TASK GOAL: Find all lines with the word "dark" in the material, then copy them.

PROVIDED ENTRIES:
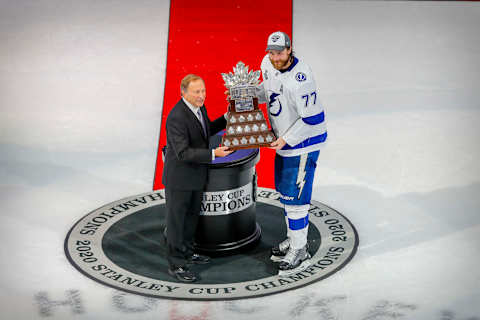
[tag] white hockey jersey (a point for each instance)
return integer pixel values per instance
(294, 109)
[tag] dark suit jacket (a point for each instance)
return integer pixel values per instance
(187, 153)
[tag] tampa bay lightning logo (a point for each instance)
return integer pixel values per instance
(274, 105)
(300, 76)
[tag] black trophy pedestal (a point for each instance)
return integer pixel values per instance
(227, 222)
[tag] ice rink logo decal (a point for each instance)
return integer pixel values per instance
(121, 245)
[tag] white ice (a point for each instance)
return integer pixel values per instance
(81, 91)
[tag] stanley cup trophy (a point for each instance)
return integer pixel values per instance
(246, 125)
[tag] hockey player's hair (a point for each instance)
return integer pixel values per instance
(186, 81)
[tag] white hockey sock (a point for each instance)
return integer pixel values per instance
(297, 225)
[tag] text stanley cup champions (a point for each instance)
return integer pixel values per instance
(246, 124)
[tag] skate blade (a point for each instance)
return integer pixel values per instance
(276, 258)
(286, 273)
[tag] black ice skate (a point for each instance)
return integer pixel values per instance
(280, 250)
(295, 260)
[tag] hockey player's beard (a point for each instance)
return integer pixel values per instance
(280, 65)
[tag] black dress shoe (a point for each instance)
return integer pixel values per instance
(182, 274)
(198, 259)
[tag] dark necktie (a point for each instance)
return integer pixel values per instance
(200, 118)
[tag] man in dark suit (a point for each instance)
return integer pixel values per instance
(185, 173)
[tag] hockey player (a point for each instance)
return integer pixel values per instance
(298, 121)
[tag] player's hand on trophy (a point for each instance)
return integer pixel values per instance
(222, 152)
(278, 144)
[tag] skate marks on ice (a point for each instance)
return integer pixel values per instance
(74, 303)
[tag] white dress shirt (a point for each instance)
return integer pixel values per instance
(194, 111)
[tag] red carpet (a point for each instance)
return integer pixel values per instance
(209, 37)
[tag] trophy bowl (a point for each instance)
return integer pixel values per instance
(247, 127)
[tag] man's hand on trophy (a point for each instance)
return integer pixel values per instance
(227, 92)
(278, 144)
(222, 152)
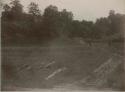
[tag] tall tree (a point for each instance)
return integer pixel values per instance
(34, 9)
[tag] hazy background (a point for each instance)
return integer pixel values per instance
(82, 9)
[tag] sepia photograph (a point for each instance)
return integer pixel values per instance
(62, 45)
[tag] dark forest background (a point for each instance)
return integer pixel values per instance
(21, 28)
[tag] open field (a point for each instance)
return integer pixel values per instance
(53, 66)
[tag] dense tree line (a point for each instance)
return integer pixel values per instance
(19, 27)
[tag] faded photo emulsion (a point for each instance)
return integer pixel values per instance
(62, 45)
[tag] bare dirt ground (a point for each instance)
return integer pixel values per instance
(54, 68)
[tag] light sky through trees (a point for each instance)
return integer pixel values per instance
(82, 9)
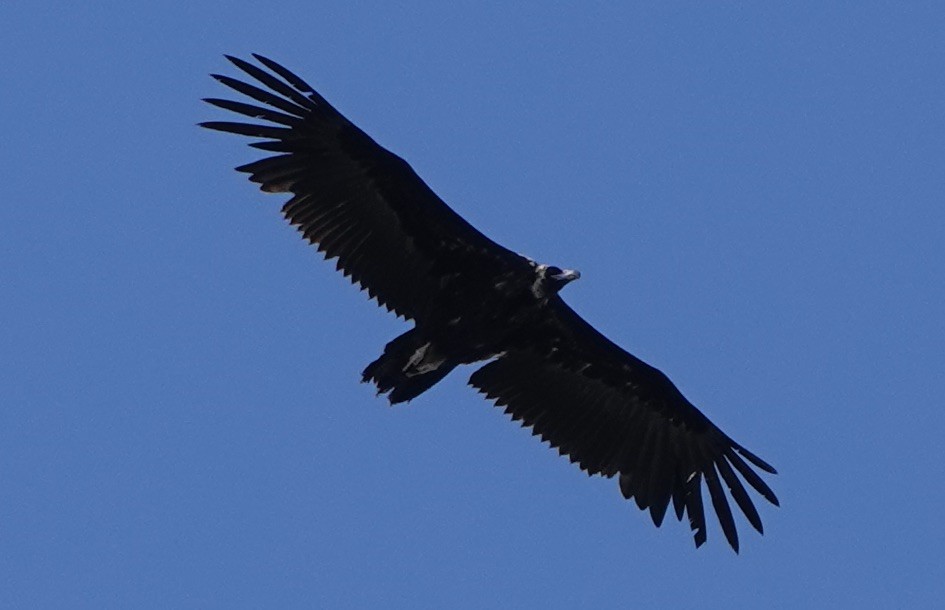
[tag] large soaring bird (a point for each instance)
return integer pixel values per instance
(472, 300)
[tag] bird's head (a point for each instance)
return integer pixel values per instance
(551, 279)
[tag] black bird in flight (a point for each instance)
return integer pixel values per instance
(472, 300)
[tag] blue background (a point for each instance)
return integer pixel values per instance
(754, 194)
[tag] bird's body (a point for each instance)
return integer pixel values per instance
(473, 300)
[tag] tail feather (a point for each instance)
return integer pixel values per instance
(402, 371)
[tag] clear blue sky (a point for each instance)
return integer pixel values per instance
(755, 195)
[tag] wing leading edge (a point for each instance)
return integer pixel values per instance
(352, 198)
(615, 415)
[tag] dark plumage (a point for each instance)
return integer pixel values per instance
(473, 300)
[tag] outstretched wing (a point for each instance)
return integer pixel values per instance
(614, 414)
(352, 198)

ANSWER BOX:
[tag] dark suit jacket (a point for each instance)
[tag] dark necktie (a point for each instance)
[tag] man in dark suit (a point for each instance)
[tag] dark forest background (a point for each instance)
[tag] dark plumage (a point for each instance)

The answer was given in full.